PROBLEM TO SOLVE:
Would you output the lines from the one with "Every instance of the long" through the last line of the material below, exactly, but without pictures?

☆ ☆ ☆ ☆ ☆ ☆ ☆

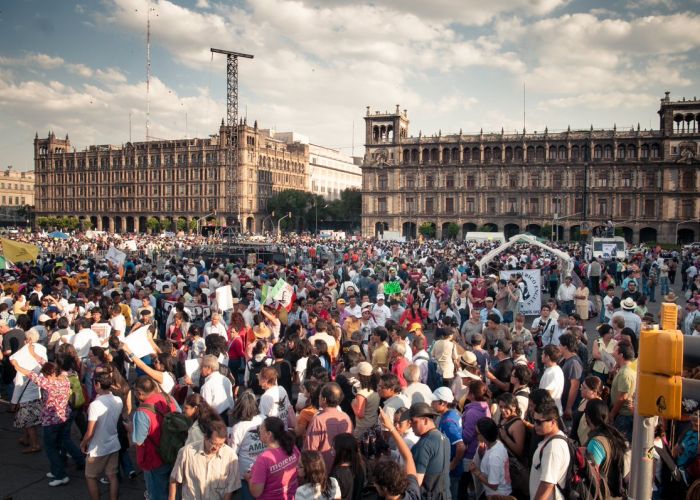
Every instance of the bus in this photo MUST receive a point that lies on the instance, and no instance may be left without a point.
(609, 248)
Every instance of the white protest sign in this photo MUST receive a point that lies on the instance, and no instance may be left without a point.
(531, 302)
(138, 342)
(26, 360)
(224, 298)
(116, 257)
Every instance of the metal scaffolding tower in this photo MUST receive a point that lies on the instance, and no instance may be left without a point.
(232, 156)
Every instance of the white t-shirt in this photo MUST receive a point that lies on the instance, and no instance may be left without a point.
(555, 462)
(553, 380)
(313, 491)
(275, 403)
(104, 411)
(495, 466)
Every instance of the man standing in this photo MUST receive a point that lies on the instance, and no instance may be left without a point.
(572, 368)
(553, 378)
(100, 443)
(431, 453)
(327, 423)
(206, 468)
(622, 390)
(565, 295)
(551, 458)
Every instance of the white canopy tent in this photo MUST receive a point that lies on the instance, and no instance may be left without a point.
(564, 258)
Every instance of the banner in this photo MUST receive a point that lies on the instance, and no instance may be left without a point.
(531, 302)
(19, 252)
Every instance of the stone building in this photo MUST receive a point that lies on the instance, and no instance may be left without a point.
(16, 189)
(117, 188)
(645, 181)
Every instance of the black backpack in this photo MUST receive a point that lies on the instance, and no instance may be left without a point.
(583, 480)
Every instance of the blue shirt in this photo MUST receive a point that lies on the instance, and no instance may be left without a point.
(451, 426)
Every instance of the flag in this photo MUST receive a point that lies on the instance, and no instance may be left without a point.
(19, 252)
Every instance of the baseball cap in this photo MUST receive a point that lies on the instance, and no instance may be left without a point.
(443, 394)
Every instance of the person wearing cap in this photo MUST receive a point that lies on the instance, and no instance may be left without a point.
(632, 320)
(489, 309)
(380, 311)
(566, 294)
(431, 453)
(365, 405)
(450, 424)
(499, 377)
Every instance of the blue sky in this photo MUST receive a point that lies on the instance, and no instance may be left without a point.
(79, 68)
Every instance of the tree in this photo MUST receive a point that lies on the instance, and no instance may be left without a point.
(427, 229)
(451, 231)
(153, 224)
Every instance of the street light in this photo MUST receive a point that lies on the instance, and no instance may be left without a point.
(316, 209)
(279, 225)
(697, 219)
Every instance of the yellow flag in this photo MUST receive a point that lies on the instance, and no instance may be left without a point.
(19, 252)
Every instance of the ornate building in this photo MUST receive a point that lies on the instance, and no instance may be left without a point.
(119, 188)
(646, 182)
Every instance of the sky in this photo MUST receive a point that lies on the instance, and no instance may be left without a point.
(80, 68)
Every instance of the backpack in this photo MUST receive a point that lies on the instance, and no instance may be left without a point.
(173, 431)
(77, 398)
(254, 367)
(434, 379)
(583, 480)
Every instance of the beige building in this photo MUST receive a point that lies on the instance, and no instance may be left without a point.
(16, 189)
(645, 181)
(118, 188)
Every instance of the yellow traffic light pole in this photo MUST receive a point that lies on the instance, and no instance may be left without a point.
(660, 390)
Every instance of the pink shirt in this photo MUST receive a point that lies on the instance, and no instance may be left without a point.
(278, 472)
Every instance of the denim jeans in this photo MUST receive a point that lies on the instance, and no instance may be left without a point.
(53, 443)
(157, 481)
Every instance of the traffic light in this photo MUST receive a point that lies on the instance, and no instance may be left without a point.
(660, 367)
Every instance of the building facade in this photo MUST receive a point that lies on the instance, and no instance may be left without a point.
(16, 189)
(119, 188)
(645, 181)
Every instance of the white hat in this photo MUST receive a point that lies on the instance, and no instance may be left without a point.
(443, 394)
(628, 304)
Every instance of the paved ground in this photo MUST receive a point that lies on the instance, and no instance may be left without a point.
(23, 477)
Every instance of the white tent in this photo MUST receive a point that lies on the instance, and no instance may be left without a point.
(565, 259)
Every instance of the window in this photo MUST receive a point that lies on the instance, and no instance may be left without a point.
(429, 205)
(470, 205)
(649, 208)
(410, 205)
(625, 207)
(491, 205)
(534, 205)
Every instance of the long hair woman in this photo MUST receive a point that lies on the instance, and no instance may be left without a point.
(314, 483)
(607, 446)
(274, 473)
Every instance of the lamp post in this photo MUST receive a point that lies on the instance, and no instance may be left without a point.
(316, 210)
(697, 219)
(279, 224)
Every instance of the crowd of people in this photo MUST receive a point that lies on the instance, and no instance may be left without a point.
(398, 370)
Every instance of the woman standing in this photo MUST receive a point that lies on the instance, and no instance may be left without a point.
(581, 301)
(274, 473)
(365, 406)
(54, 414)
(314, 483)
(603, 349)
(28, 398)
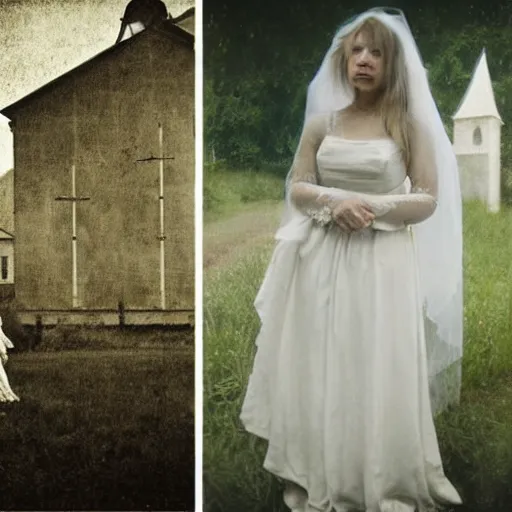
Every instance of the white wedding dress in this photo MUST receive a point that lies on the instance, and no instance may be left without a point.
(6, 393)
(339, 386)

☆ ☆ ☆ ☆ ☆ ☆ ☆

RESPONSE:
Every instance of the long hair woman in this photo MUST receive a point that lies on the instance, and no instance may be left without a point.
(314, 483)
(607, 446)
(274, 473)
Every instance of the lamp post in this photo MUST receive a point that lies on the instance, and no instance may be left without a point.
(316, 210)
(697, 219)
(279, 224)
Every instance of the crowd of people in this photo MUST receive a point that lies on the instance, and no instance may be left without a point.
(398, 370)
Every instance of the woman standing in this photo MUST receive a point that lies on the instance, and no instance may be left without a point.
(581, 301)
(274, 473)
(365, 406)
(54, 414)
(314, 483)
(603, 349)
(28, 398)
Every instance of the white wedding dress in this photo MUST receive a point that lies on the instance, and no instance may be left without a point.
(6, 393)
(339, 386)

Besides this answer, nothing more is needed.